### YOUR GOAL
Rewrite the entries as a numbered list without blank lines, beginning at the line that contains "# segment the calm harbor water" and stopping after the line that contains "900], [554, 896]]]". List only those lines.

### DATA SHOWN

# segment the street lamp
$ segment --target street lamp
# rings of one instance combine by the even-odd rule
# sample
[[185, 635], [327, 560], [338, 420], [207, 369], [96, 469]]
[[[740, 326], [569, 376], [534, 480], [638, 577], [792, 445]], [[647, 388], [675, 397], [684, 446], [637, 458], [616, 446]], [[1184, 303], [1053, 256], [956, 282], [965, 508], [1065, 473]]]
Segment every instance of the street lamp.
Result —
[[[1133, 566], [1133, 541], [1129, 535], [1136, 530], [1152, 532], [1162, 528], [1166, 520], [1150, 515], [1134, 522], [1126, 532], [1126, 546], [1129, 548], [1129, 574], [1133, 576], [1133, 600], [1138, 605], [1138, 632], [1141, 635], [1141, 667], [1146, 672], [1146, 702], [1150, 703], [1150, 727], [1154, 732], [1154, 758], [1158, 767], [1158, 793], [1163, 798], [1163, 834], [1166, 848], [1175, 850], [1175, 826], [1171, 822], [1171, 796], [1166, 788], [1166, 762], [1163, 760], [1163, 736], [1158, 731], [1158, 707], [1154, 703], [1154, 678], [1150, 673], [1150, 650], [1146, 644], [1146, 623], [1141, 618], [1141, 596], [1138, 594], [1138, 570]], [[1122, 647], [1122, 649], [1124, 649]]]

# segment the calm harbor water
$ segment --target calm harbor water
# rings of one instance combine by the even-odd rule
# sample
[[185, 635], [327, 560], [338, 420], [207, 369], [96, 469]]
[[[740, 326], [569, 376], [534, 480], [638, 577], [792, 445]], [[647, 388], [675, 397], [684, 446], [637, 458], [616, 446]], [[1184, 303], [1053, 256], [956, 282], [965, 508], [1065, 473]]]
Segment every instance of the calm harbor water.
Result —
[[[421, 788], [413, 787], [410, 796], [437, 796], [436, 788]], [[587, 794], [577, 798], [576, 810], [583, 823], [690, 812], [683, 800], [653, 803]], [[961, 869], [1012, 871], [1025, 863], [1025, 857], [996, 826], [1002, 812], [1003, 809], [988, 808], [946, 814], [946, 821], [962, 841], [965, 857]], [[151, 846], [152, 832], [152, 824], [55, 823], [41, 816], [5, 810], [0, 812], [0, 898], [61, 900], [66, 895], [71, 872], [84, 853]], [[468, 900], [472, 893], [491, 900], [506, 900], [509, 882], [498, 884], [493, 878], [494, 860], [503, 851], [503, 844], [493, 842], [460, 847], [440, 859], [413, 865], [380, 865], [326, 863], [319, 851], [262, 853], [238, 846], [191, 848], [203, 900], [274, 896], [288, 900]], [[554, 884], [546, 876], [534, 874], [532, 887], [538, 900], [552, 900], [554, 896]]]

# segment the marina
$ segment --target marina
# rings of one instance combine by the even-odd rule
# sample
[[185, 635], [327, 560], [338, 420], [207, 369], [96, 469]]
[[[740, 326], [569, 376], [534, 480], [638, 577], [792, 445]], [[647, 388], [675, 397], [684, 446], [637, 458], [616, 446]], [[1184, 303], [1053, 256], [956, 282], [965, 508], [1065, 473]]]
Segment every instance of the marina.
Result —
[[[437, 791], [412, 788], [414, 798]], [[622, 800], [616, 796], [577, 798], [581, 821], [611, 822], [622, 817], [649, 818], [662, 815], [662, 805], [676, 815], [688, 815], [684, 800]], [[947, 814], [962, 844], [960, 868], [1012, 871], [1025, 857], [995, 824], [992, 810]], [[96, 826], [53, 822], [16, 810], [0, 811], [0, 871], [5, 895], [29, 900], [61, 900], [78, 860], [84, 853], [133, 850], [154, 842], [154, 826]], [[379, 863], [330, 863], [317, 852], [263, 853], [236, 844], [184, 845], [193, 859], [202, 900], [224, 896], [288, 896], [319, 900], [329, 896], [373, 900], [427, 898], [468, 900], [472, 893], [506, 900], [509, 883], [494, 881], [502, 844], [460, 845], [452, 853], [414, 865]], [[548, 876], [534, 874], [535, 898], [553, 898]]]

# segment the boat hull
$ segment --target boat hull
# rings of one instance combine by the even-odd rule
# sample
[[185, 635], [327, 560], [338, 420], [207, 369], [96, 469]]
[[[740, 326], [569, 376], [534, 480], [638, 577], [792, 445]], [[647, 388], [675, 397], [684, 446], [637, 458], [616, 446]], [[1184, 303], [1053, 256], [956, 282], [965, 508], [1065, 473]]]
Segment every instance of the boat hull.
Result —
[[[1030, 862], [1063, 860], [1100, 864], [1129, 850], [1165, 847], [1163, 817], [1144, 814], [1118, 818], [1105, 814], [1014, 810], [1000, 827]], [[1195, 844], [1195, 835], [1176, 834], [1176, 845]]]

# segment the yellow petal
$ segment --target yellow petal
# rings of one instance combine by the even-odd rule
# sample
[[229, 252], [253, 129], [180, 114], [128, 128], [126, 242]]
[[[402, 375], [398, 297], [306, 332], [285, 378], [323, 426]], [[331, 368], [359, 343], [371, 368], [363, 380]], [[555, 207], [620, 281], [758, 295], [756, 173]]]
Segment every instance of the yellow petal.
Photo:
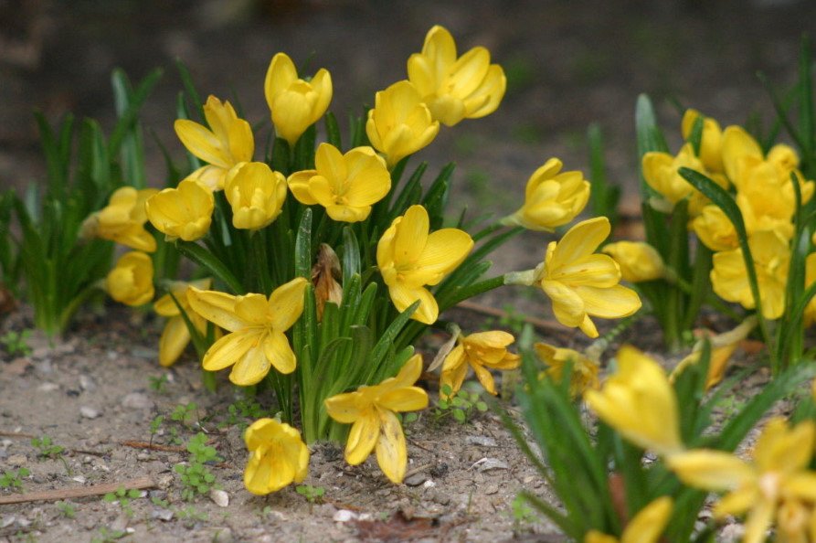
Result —
[[262, 346], [264, 356], [275, 367], [275, 369], [282, 374], [294, 371], [297, 365], [294, 352], [282, 333], [273, 330], [263, 339]]
[[351, 465], [363, 463], [376, 444], [380, 431], [380, 418], [373, 407], [366, 410], [355, 421], [345, 443], [345, 461]]
[[308, 282], [296, 277], [275, 289], [269, 301], [271, 325], [279, 332], [286, 332], [303, 313], [303, 293]]
[[260, 341], [262, 331], [247, 328], [228, 334], [210, 346], [204, 355], [202, 366], [207, 371], [217, 371], [232, 366]]
[[669, 467], [686, 484], [705, 490], [735, 490], [754, 478], [754, 472], [739, 458], [721, 451], [694, 450], [666, 459]]
[[408, 465], [405, 434], [397, 415], [388, 410], [377, 411], [381, 434], [376, 441], [376, 463], [392, 483], [399, 484], [405, 477]]
[[270, 372], [271, 363], [264, 349], [257, 343], [238, 358], [229, 372], [229, 380], [239, 387], [249, 387], [260, 383]]
[[187, 299], [193, 311], [225, 330], [235, 332], [252, 325], [235, 314], [236, 296], [190, 287]]

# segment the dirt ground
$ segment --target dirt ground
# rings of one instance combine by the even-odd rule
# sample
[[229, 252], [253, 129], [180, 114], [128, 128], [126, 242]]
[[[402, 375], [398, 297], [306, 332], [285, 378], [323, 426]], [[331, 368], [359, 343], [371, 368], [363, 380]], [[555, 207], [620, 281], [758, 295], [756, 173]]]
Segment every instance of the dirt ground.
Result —
[[[510, 80], [497, 113], [442, 131], [420, 154], [431, 170], [449, 160], [459, 164], [452, 213], [461, 205], [513, 211], [530, 173], [550, 156], [586, 172], [584, 134], [591, 122], [604, 131], [609, 177], [633, 195], [639, 93], [655, 100], [673, 148], [679, 116], [669, 98], [724, 124], [742, 122], [751, 111], [768, 118], [770, 103], [755, 72], [790, 84], [800, 33], [816, 35], [813, 16], [810, 0], [0, 0], [0, 187], [43, 178], [32, 108], [51, 119], [68, 111], [100, 118], [110, 130], [114, 67], [134, 80], [164, 68], [143, 122], [145, 133], [154, 132], [180, 160], [183, 149], [172, 132], [180, 88], [175, 58], [189, 66], [203, 94], [240, 97], [254, 123], [268, 115], [262, 81], [271, 56], [283, 50], [303, 62], [313, 53], [313, 69], [333, 74], [332, 109], [342, 120], [404, 78], [407, 58], [440, 23], [462, 50], [487, 46]], [[160, 186], [163, 165], [151, 138], [146, 151], [153, 184]], [[502, 250], [496, 271], [535, 266], [545, 246], [541, 236], [520, 237]], [[504, 289], [482, 302], [546, 317], [543, 298]], [[27, 312], [12, 315], [0, 333], [30, 327]], [[465, 318], [474, 328], [483, 324]], [[373, 460], [344, 466], [342, 451], [321, 444], [305, 484], [325, 489], [323, 503], [312, 504], [292, 488], [252, 496], [241, 481], [240, 423], [247, 421], [228, 417], [238, 398], [228, 387], [205, 392], [191, 359], [154, 390], [150, 378], [164, 373], [155, 360], [160, 331], [159, 322], [109, 308], [84, 315], [54, 346], [35, 337], [30, 356], [0, 353], [0, 471], [27, 468], [26, 492], [141, 476], [157, 484], [132, 500], [132, 516], [101, 497], [69, 500], [75, 518], [53, 502], [0, 506], [0, 541], [104, 540], [115, 530], [132, 541], [561, 540], [540, 518], [514, 515], [520, 488], [544, 496], [547, 489], [491, 413], [461, 425], [434, 422], [428, 411], [410, 424], [404, 485], [387, 484]], [[660, 337], [648, 323], [626, 337], [659, 354]], [[582, 341], [572, 333], [553, 332], [547, 339], [564, 346]], [[188, 402], [197, 404], [200, 427], [165, 422], [155, 441], [170, 444], [171, 429], [185, 440], [206, 430], [224, 458], [213, 471], [228, 507], [207, 497], [192, 505], [180, 500], [173, 467], [186, 453], [122, 443], [150, 441], [151, 421]], [[50, 436], [66, 448], [66, 464], [39, 460], [22, 434]]]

### RESPONSE BELOW
1. # segment the calm harbor water
2. $ segment --target calm harbor water
3. # rings of one instance combine by the even-odd rule
4. # sample
5. [[185, 635], [327, 560], [338, 420], [207, 369], [96, 469]]
6. [[[740, 326], [569, 376], [534, 480], [638, 577], [792, 445]], [[647, 388], [675, 397], [684, 446], [637, 458], [616, 446]], [[1184, 303], [1053, 256], [956, 282], [965, 508], [1065, 473]]]
7. Segment every instance of the calm harbor water.
8. Result —
9. [[[421, 788], [413, 787], [410, 796], [437, 796], [436, 788]], [[587, 794], [577, 798], [576, 810], [583, 823], [690, 812], [683, 800], [653, 803]], [[961, 869], [1012, 871], [1025, 863], [1025, 857], [996, 826], [1002, 812], [1003, 809], [988, 808], [946, 814], [946, 821], [962, 841], [965, 857]], [[151, 846], [152, 832], [152, 824], [55, 823], [41, 816], [5, 810], [0, 812], [0, 898], [61, 900], [66, 895], [71, 872], [84, 853]], [[468, 900], [472, 893], [491, 900], [506, 900], [509, 882], [498, 884], [493, 878], [494, 860], [503, 851], [503, 844], [493, 842], [460, 847], [440, 859], [413, 865], [380, 865], [326, 863], [319, 851], [262, 853], [238, 846], [191, 848], [203, 900], [274, 896], [288, 900]], [[554, 884], [546, 876], [534, 874], [532, 887], [538, 900], [552, 900], [554, 896]]]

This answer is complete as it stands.